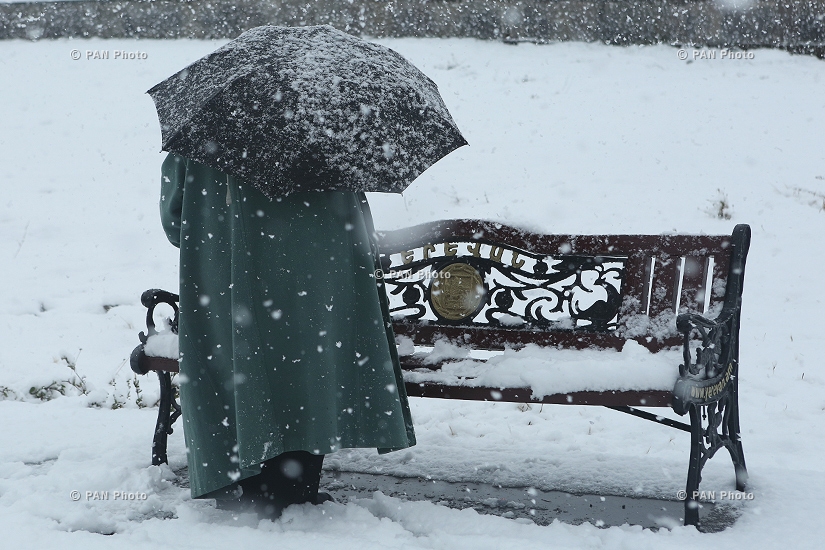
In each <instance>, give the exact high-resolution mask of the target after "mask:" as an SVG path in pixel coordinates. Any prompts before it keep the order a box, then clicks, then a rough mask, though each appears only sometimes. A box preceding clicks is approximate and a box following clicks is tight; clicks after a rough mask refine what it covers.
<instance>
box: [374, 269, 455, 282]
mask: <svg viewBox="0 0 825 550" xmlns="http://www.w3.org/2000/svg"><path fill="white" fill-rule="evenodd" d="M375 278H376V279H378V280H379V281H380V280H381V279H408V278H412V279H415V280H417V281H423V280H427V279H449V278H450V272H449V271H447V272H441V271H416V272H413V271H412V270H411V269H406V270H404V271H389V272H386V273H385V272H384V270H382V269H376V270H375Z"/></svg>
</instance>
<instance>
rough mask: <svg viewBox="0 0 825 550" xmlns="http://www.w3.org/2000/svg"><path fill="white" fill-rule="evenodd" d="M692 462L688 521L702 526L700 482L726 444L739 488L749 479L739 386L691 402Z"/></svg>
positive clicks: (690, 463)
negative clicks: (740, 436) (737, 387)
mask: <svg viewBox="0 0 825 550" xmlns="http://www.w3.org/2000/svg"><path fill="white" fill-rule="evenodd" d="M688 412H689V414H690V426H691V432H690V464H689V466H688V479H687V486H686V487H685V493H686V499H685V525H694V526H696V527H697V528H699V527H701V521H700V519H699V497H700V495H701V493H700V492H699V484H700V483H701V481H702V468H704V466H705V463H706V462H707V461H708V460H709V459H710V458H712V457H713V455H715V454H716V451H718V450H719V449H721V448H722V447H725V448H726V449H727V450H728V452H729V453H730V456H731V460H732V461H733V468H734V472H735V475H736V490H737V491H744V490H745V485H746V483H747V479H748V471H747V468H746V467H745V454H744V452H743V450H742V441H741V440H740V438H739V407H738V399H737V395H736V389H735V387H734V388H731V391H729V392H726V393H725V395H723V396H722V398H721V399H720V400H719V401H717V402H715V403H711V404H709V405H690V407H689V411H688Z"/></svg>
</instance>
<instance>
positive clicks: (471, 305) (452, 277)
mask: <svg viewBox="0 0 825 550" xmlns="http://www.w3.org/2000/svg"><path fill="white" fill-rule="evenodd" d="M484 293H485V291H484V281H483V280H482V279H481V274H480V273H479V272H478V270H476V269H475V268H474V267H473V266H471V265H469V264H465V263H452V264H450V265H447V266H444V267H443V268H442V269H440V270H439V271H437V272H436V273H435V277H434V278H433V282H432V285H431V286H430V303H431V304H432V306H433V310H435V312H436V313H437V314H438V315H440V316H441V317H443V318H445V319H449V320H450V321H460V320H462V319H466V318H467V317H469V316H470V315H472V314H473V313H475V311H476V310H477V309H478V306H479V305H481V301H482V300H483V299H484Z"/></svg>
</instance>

◇ ◇ ◇ ◇

• [Assignment] Say again, exactly, only those lines of the records that run from the start through the line with "positive clicks: (690, 463)". Pictures are to be skipped.

• [Answer to this exercise]
In each <instance>, give the exact high-resolution mask of the target after "mask:" as an SVG path in pixel coordinates. Any prompts before it keep the order a box, then clicks, then a rough mask, though each appears only sometimes. A box preceding clicks is approximate and a box following clicks is tight; clicks after a rough mask refine what it covers.
<instance>
box: [374, 269, 455, 282]
mask: <svg viewBox="0 0 825 550" xmlns="http://www.w3.org/2000/svg"><path fill="white" fill-rule="evenodd" d="M375 278H376V279H378V280H379V281H380V280H381V279H408V278H412V279H415V280H417V281H423V280H427V279H449V278H450V272H449V271H447V272H441V271H416V272H413V271H412V270H411V269H406V270H404V271H389V272H386V273H385V272H384V270H382V269H376V270H375Z"/></svg>
</instance>
<instance>
rough mask: <svg viewBox="0 0 825 550" xmlns="http://www.w3.org/2000/svg"><path fill="white" fill-rule="evenodd" d="M692 462L688 521L702 526L700 482L726 444L739 488L749 479L739 386L691 402Z"/></svg>
positive clicks: (690, 463)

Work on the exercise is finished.